**PROVIDED PASSAGE**.

Good point @kellijohnson-NOAA. I think a few of the age inclusion/exclusions are already in place as well.

North model takes about 20 minutes with -nohess -cbs 1500000000 and we have 26 sensitivities on the list, so by my math, that's < 9 hours to run them all and some have been run already. The south model will be faster and I can run at least 3 groups at once, so should have all results by the end of today. I think that makes more sense than trying to divide up among different people. Let me know if this doesn't make sense.

I can work on creating the summary figures and tables for groups of them after they finish and don't need to wait for the full set.
In the past I've created csv files for tables of sensitivity results like this https://github.com/iantaylor-NOAA/BigSkate_Doc/blob/master/txt_files/Sensitivities_bio.csv. Can someone point me to an example of how I should use kable instead?

@kellijohnson-NOAA
Copy link
Collaborator

Do you still need me to parse the ones with code in the column?
The csv is great, we will just use kableExtra::kbl() on the csv file. I can create a function table_sens that does it.

@iantaylor-NOAA
Copy link
Collaborator Author

Sounds good. Don't worry about parsing the extra column. For this year, I'll just take the 30 seconds to edit the files by hand.

@kellijohnson-NOAA
Copy link
Collaborator

Too late, I was already down the rabbit hole ...

mapply(function(x) eval(parse(text=gsub('\"', "", x))), sens_table[["INIT"]],SIMPLIFY = FALSE)

iantaylor-NOAA added a commit that referenced this issue Jun 25, 2021
@iantaylor-NOAA
Copy link
Collaborator Author

Took too long, but finally the automated sensitivity running is running for north and south models. I forgot to skip the redundant h0.7 case, but can kill it when it gets there and continue with the rest using type = "sens_run" only.

run_sensitivities(get_dir_ling("s", 14), type = c("sens_create", "sens_run"), numbers = 101:105)
creating models/2021.s.014.101_shareM
creating models/2021.s.014.102_h0.7
creating models/2021.s.014.103_M0.3_h0.7
creating models/2021.s.014.104_sigmaR0.8
creating models/2021.s.014.105_sigmaR0.4
writing models/2021.s.014.001_esth/sensitivities_25-06-2021_11.42.00.1034.csv
running model in models/2021.s.014.101_shareM
Assuming model is in each dirvec folder.
changing working directory to models/2021.s.014.101_shareM
Running model in directory: c:/ss/lingcod/lingcod_2021/models/2021.s.014.101_shareM
Using the command: ss.exe -nox -nohess -cbs 1500000000

@kellijohnson-NOAA
Copy link
Collaborator

It didn't take too long, you were faster than all of us who were doing nothing on it. Our future selves will ❤️ you for this. 👏

@iantaylor-NOAA
Copy link
Collaborator Author

Yes, for sure there is investment in our future selves. Lots of cleanup of the messy things, but easier to clean up than start from scratch.

Now running leave-one-out sensitivities index sensitivities for the south model (#86).

**EXERCISE AIM**.
Continue the forum thread above on running sensitivity analyses for the north and south lingcod models, starting after its last sentence.

**GIVEN RECORDS**.
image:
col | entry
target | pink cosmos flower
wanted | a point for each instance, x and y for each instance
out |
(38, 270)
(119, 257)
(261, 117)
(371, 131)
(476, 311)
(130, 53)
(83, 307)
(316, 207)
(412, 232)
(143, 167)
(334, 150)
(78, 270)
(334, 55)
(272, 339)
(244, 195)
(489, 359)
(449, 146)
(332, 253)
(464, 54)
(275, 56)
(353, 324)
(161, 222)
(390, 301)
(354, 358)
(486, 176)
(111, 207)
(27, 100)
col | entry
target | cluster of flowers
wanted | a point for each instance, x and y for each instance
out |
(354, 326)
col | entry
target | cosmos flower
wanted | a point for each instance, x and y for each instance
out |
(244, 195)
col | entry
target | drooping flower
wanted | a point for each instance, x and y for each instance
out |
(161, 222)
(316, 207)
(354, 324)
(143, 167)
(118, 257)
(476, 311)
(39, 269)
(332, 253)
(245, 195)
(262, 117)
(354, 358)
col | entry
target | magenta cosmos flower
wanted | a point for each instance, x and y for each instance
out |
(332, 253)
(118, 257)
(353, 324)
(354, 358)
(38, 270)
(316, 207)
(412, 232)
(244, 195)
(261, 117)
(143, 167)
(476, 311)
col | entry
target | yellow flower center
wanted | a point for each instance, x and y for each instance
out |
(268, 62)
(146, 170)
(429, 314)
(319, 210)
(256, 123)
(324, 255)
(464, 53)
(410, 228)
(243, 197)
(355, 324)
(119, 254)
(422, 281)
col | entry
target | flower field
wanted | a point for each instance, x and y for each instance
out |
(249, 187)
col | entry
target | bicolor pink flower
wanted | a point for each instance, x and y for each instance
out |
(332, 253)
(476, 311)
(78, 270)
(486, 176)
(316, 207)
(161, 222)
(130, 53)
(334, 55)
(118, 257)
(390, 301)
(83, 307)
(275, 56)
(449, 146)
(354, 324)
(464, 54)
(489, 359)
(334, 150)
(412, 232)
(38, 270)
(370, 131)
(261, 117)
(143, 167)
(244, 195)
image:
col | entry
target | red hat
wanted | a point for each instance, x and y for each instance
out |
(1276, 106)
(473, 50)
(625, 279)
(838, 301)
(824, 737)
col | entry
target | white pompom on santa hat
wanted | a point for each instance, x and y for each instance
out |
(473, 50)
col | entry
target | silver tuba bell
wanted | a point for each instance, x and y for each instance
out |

**ANSWER FOR THE TASK**.
This has been on the r4ss wishlist since 2015: r4ss/r4ss#59.

> run_sensitivities(get_dir_ling("s", 14), type = c("sens_run", "sens_create"), numbers = c(303:320))
requested sensitivities filtered for area = 's':303, 311, 315, 316, 317, 318, 320
creating models/2021.s.014.303_no_fishery_indices
creating models/2021.s.014.311_no_Comm_Trawl_index
creating models/2021.s.014.315_no_Rec_CA_index
creating models/2021.s.014.316_no_Surv_TRI_index
creating models/2021.s.014.317_no_Surv_WCGBTS_index
creating models/2021.s.014.318_no_Surv_HookLine_index
creating models/2021.s.014.320_no_CPFV_DebWV_index
writing models/2021.s.014.001_esth/sensitivities_25-06-2021_12.26.28.4970.csv
running model in models/2021.s.014.303_no_fishery_indices
Assuming model is in each dirvec folder.
changing working directory to models/2021.s.014.303_no_fishery_indices
Running model in directory: c:/ss/lingcod/lingcod_2021/models/2021.s.014.303_no_fishery_indices
Using the command: ss.exe -nox -nohess -cbs 1500000000

@kellijohnson-NOAA
Copy link
Collaborator

#dedication

@iantaylor-NOAA
Copy link
Collaborator Author

Sensitivity-related functions are added in 2599f1f and e4ed549.
Multiple related functions are in the file R/sensitivity_output.R.

The first table of results is here:
https://github.com/iantaylor-NOAA/Lingcod_2021/blob/main/doc/sens_table_s_bio_rec.csv

It would be easy to change the units, labels, add or subtract rows, etc. within the function so if any of that seems useful, let me know so it applies to future tables, although we can obviously apply additional processing outside the new functions.

@kellijohnson-NOAA
Copy link
Collaborator

can you save the table in tables rather than doc?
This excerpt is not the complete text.